EXCERPTED DATA:
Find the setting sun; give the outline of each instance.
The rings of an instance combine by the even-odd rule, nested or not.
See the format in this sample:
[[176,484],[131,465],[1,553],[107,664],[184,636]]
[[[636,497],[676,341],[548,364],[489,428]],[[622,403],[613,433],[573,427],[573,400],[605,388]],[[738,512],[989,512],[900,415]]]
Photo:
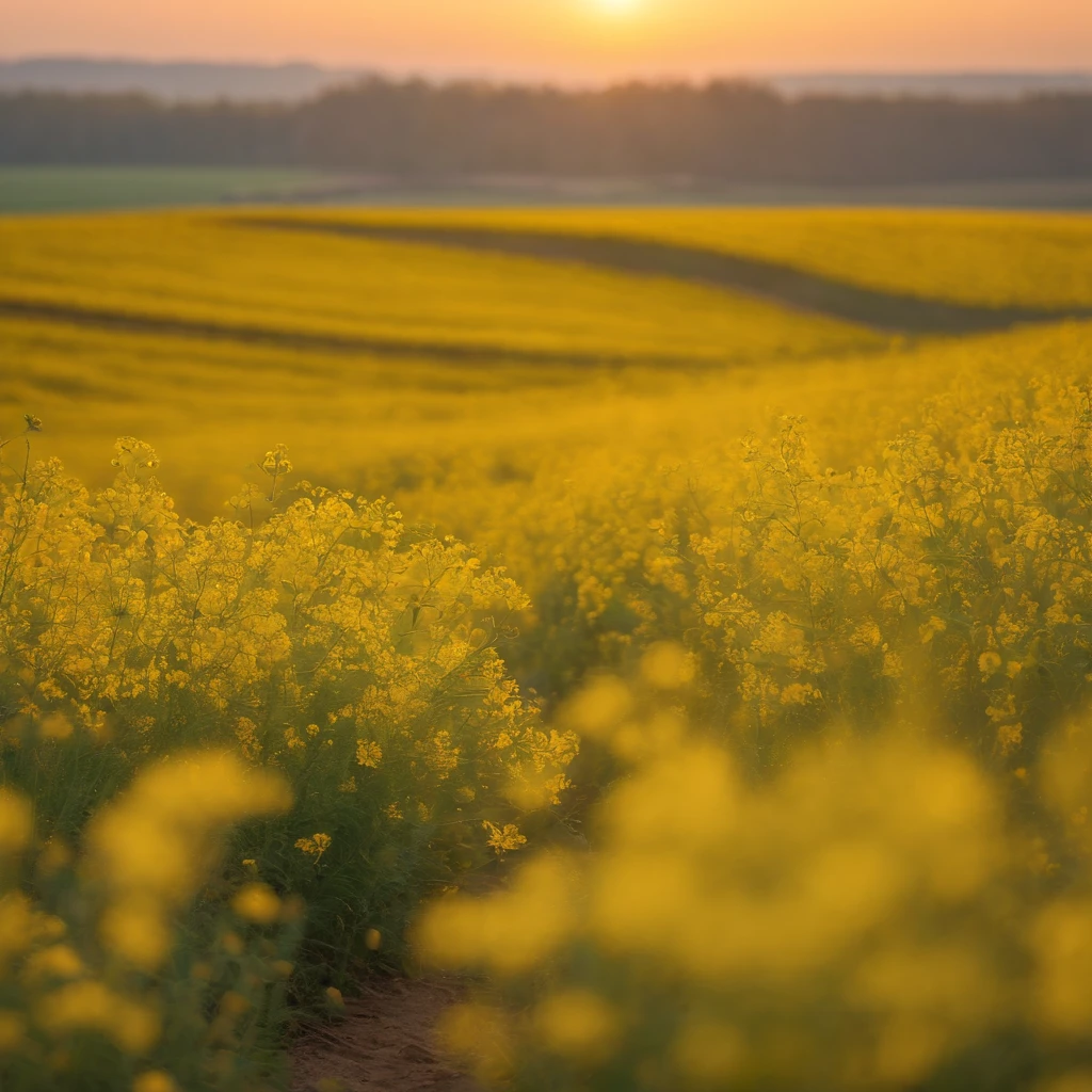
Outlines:
[[607,15],[629,15],[637,11],[641,0],[592,0],[592,2]]

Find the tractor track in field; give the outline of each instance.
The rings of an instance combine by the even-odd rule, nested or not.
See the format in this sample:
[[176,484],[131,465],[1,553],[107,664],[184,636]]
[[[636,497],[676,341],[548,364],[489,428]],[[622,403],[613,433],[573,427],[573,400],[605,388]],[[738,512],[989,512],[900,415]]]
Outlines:
[[292,1092],[480,1092],[436,1043],[456,986],[413,978],[373,978],[346,1001],[344,1019],[305,1033],[292,1051]]
[[796,311],[851,322],[887,334],[974,334],[1023,324],[1092,319],[1092,308],[1052,310],[989,307],[888,293],[793,265],[726,251],[624,238],[420,224],[364,224],[290,216],[238,216],[232,223],[302,234],[340,235],[390,242],[441,246],[583,265],[640,276],[666,277],[729,289]]
[[[406,360],[446,360],[453,364],[568,364],[586,367],[673,365],[692,367],[695,358],[653,353],[609,353],[579,349],[535,349],[508,347],[488,342],[440,342],[359,334],[322,333],[309,330],[222,322],[217,319],[183,318],[109,307],[90,307],[41,299],[0,296],[0,318],[56,322],[63,325],[132,334],[226,341],[244,345],[299,349],[301,352],[348,353]],[[715,363],[702,360],[701,363]]]

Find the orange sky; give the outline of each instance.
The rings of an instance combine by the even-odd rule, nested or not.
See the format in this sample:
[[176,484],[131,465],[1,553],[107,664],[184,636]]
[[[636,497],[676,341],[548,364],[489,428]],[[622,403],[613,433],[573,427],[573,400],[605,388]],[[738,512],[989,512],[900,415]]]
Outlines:
[[1092,69],[1092,0],[0,0],[0,54],[604,79]]

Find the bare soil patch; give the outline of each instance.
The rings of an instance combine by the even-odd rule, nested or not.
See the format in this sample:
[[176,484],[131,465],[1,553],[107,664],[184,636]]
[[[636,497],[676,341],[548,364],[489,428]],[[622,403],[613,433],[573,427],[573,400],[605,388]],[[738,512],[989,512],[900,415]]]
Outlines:
[[440,1014],[459,999],[459,987],[444,982],[365,983],[359,998],[346,1000],[341,1023],[314,1029],[296,1044],[292,1092],[339,1087],[344,1092],[480,1092],[436,1044]]

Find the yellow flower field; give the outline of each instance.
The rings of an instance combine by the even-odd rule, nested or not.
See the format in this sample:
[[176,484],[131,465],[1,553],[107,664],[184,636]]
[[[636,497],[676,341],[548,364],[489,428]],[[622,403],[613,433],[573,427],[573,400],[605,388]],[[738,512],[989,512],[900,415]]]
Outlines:
[[0,239],[0,1081],[428,966],[488,1087],[1084,1087],[1087,218]]

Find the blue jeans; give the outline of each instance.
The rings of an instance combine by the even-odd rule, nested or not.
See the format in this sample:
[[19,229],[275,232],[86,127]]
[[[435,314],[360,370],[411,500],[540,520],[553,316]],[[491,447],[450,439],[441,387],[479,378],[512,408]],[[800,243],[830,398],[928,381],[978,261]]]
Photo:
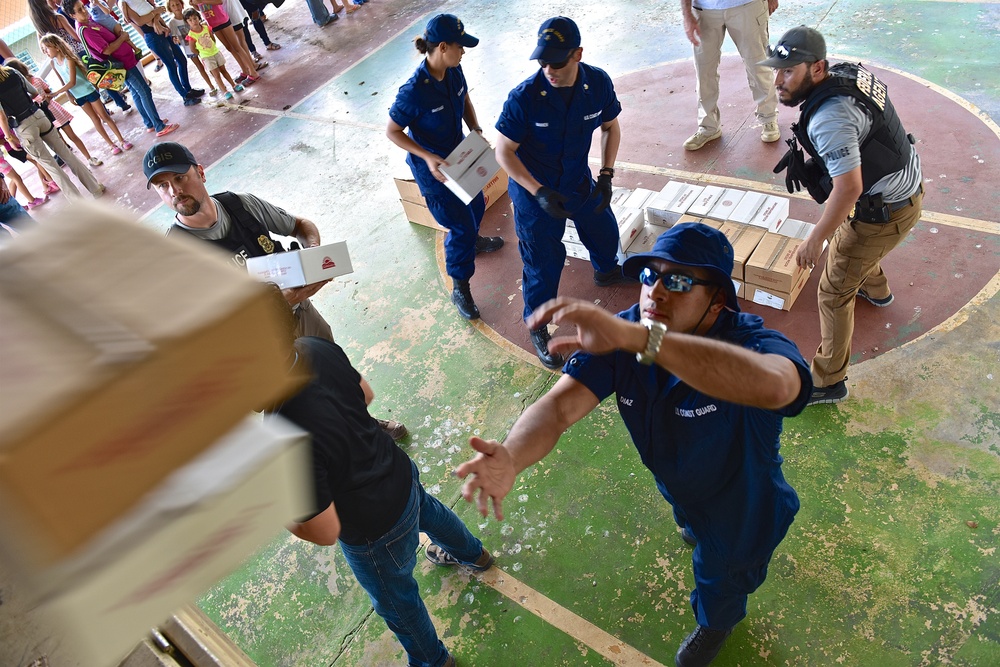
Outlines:
[[420,531],[459,562],[474,563],[483,543],[465,527],[447,506],[429,495],[413,468],[413,484],[406,509],[396,525],[382,537],[366,544],[340,542],[347,564],[371,598],[375,613],[382,617],[409,657],[411,667],[440,667],[448,649],[437,636],[427,607],[420,599],[413,568],[417,565]]
[[125,71],[125,85],[132,91],[132,102],[139,110],[139,115],[142,116],[142,122],[146,127],[151,127],[157,132],[166,127],[160,120],[156,105],[153,104],[153,91],[149,89],[149,84],[146,83],[146,77],[142,75],[142,68],[139,65]]
[[[181,52],[181,57],[175,58],[174,50],[171,48],[176,46],[173,40],[155,32],[143,33],[142,38],[146,40],[146,46],[149,47],[149,50],[163,61],[174,90],[181,96],[181,99],[187,99],[187,94],[191,92],[191,82],[188,80],[187,58],[184,57],[183,52]],[[180,51],[179,48],[177,50]]]
[[[11,196],[6,202],[0,204],[0,222],[15,231],[23,231],[34,224],[35,221],[28,215],[28,212],[21,206],[21,203]],[[9,235],[10,232],[0,227],[0,238]]]
[[330,10],[326,8],[323,0],[306,0],[309,6],[309,13],[313,17],[313,23],[319,26],[326,25],[330,20]]

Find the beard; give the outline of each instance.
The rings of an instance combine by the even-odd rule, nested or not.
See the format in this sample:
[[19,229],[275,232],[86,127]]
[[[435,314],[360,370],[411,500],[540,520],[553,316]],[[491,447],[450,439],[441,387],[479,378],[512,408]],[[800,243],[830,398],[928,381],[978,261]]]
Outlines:
[[796,88],[791,90],[788,88],[782,89],[788,97],[782,99],[779,95],[778,100],[786,107],[797,107],[809,97],[809,94],[812,93],[816,85],[816,81],[813,81],[811,78],[803,78],[802,82]]
[[191,216],[201,210],[201,202],[194,197],[174,197],[170,202],[170,207],[183,216]]

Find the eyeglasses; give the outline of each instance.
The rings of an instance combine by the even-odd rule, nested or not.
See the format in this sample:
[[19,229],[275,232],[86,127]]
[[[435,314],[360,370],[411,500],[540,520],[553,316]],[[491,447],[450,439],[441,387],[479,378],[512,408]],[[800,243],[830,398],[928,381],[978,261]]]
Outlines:
[[549,62],[548,60],[542,60],[541,58],[538,59],[538,66],[541,67],[542,69],[545,69],[546,67],[549,67],[551,69],[562,69],[568,64],[569,64],[569,58],[562,61],[561,63],[552,63]]
[[692,278],[683,273],[658,273],[648,266],[639,271],[639,282],[646,287],[653,287],[657,280],[663,281],[663,288],[668,292],[690,292],[695,285],[715,285],[710,280]]
[[788,58],[791,57],[793,53],[801,54],[806,58],[812,60],[812,62],[816,62],[819,60],[819,58],[817,58],[815,54],[810,53],[805,49],[800,49],[797,46],[785,46],[784,44],[778,44],[773,49],[768,48],[768,55],[771,56],[772,58],[777,57],[780,60],[788,60]]

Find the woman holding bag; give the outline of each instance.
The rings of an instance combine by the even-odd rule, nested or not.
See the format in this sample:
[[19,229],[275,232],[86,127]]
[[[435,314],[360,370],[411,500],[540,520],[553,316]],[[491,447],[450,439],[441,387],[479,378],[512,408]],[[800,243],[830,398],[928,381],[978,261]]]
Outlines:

WHAT YOU NEED TO DO:
Rewrite all of the rows above, replacing "give the outline of each instance" with "trace the boundary of every instance" and leaving everything else unchanged. Omit the pictures from your version.

CORRECT RESULT:
Find the setting sun; trace the boundary of every instance.
The rings of an instance combine by the even-odd rule, nested or not.
See the format in this sample:
[[176,484],[131,465],[1,553],[107,664],[184,636]]
[[[636,497],[676,341],[548,364],[489,428]],[[622,403],[613,433],[573,427],[573,400],[605,388]],[[738,512],[989,512],[900,415]]]
Photo:
Outlines:
[[607,15],[629,15],[637,11],[641,0],[592,0],[592,2]]

Find the tractor track in field; trace the boundary of every instance.
The rings of an instance combine by the even-odd rule, nested or not.
See the format in this sample:
[[176,484],[131,465],[1,553],[107,664],[184,636]]
[[[636,497],[676,341],[548,364],[489,428]],[[622,403],[613,433],[573,427],[573,400],[605,388]],[[738,512],[989,512],[900,415]]]
Outlines:
[[292,1092],[480,1092],[436,1043],[456,986],[413,978],[373,978],[346,1001],[344,1019],[305,1033],[292,1051]]
[[796,311],[851,322],[887,334],[974,334],[1023,324],[1092,319],[1092,308],[1052,310],[989,307],[888,293],[793,265],[726,251],[624,238],[420,224],[364,224],[290,216],[238,216],[232,223],[302,234],[340,235],[390,242],[441,246],[583,265],[640,276],[666,277],[729,289]]
[[[406,360],[446,360],[453,364],[568,364],[586,367],[673,365],[692,367],[695,358],[653,353],[609,353],[579,349],[535,349],[508,347],[488,342],[440,342],[359,334],[322,333],[309,330],[222,322],[217,319],[183,318],[109,307],[90,307],[41,299],[0,296],[0,318],[56,322],[63,325],[132,334],[226,341],[244,345],[299,349],[301,352],[348,353]],[[715,363],[702,360],[701,363]]]

Find the orange sky; trace the boundary of every instance.
The rings of an instance combine by the even-odd rule, nested or not.
See the format in this sample:
[[176,484],[131,465],[1,553],[107,664],[184,636]]
[[[636,497],[676,341],[548,364],[489,428]],[[622,403],[613,433],[573,427],[573,400],[605,388]],[[738,512],[989,512],[900,415]]]
Outlines:
[[1092,69],[1092,0],[0,0],[0,54],[604,79]]

Find the bare soil patch; trace the boundary of every instance.
The rings of an instance combine by the even-odd rule, nested or not.
See the format in this sample:
[[176,484],[131,465],[1,553],[107,664],[184,636]]
[[[636,497],[676,341],[548,364],[489,428]],[[622,403],[613,433],[573,427],[573,400],[605,388]],[[738,512],[989,512],[900,415]]]
Outlines:
[[440,1014],[459,999],[459,987],[444,982],[365,983],[359,998],[346,1000],[341,1023],[314,1029],[296,1044],[292,1092],[339,1087],[344,1092],[480,1092],[436,1044]]

Find the yellow flower field; trace the boundary of every instance.
The rings of an instance combine by the even-odd rule, nested or not.
See the format in this sample:
[[176,484],[131,465],[1,553],[107,664],[184,636]]
[[[636,497],[676,341],[548,364],[489,428]],[[622,403],[613,433],[573,427],[573,400],[605,388]],[[738,512],[989,512],[900,415]]]
Outlines:
[[0,239],[0,1081],[428,966],[488,1087],[1084,1087],[1087,218]]

Find the blue jeans; trace the boundary of every instance.
The rings of an instance combine by the even-odd rule, nested or not.
See the format in this sample:
[[19,229],[275,232],[86,127]]
[[[435,314],[360,370],[411,500],[540,520],[553,316]],[[491,447],[450,439],[441,387],[479,378],[512,408]],[[800,243],[830,398],[928,381],[978,261]]]
Photo:
Outlines:
[[420,531],[459,562],[474,563],[483,543],[465,527],[447,506],[429,495],[413,468],[413,484],[406,509],[396,525],[382,537],[366,544],[340,542],[347,564],[371,598],[375,613],[382,617],[409,657],[411,667],[440,667],[448,649],[437,636],[427,607],[420,599],[413,568],[417,565]]
[[125,71],[125,85],[132,91],[132,102],[139,110],[139,115],[142,116],[142,122],[146,127],[151,127],[157,132],[166,127],[160,120],[156,105],[153,104],[153,91],[149,89],[149,84],[146,83],[146,77],[142,75],[142,68],[139,65]]
[[[181,52],[181,57],[175,58],[174,50],[171,48],[176,46],[173,40],[155,32],[143,33],[142,38],[146,40],[146,46],[149,47],[149,50],[163,61],[174,90],[181,96],[181,99],[187,99],[187,94],[191,92],[191,82],[188,80],[187,58],[184,57],[183,52]],[[180,51],[179,48],[177,50]]]
[[[11,196],[6,202],[0,204],[0,222],[15,231],[23,231],[34,224],[35,221],[28,215],[28,212],[21,206],[21,203]],[[9,235],[10,232],[0,227],[0,238]]]
[[330,10],[326,8],[323,0],[306,0],[309,6],[309,13],[313,17],[313,23],[319,26],[326,25],[330,20]]

Find the beard; trace the boundary of every instance.
The rings of an instance combine by the even-odd rule, nested or not.
See the format in this sample:
[[19,229],[275,232],[86,127]]
[[[435,314],[360,370],[411,500],[540,520],[553,316]],[[491,447],[450,439],[441,387],[479,378],[512,408]],[[800,243],[830,398],[928,381],[978,261]]]
Outlines:
[[796,88],[791,90],[788,88],[782,89],[788,97],[782,99],[779,95],[778,100],[786,107],[797,107],[809,97],[809,94],[812,93],[816,85],[816,81],[813,81],[811,78],[803,78],[802,82]]
[[191,216],[201,210],[201,202],[194,197],[174,197],[170,202],[170,207],[183,216]]

Find the eyeglasses; trace the boundary of every instance.
The rings of an instance combine by the even-odd rule, nested or not.
See the format in this sample:
[[19,229],[275,232],[86,127]]
[[[435,314],[360,370],[411,500],[540,520],[553,316]],[[491,447],[450,439],[441,387],[479,378],[512,408]],[[800,243],[830,398],[928,381],[978,261]]]
Outlines:
[[549,62],[548,60],[542,60],[541,58],[538,59],[538,66],[541,67],[542,69],[545,69],[546,67],[549,67],[551,69],[562,69],[568,64],[569,64],[569,58],[562,61],[561,63],[552,63]]
[[692,278],[683,273],[658,273],[648,266],[639,271],[639,282],[646,287],[653,287],[657,280],[663,281],[663,288],[668,292],[690,292],[695,285],[715,285],[710,280]]
[[788,58],[791,57],[793,53],[801,54],[806,58],[812,60],[812,62],[816,62],[819,60],[819,58],[817,58],[815,54],[810,53],[805,49],[800,49],[797,46],[785,46],[784,44],[778,44],[773,49],[768,48],[768,55],[771,56],[772,58],[777,57],[780,60],[788,60]]

Find the woman holding bag; trace the boundary of every instance.
The rings of an instance combine by the even-odd rule, nested or not.
See the format in this sample:
[[19,229],[275,232],[86,127]]
[[[435,314],[360,370],[411,500],[540,520],[553,316]],[[491,447],[450,439],[441,387],[479,378],[512,408]],[[800,243],[830,398],[928,381],[978,261]]]
Outlines:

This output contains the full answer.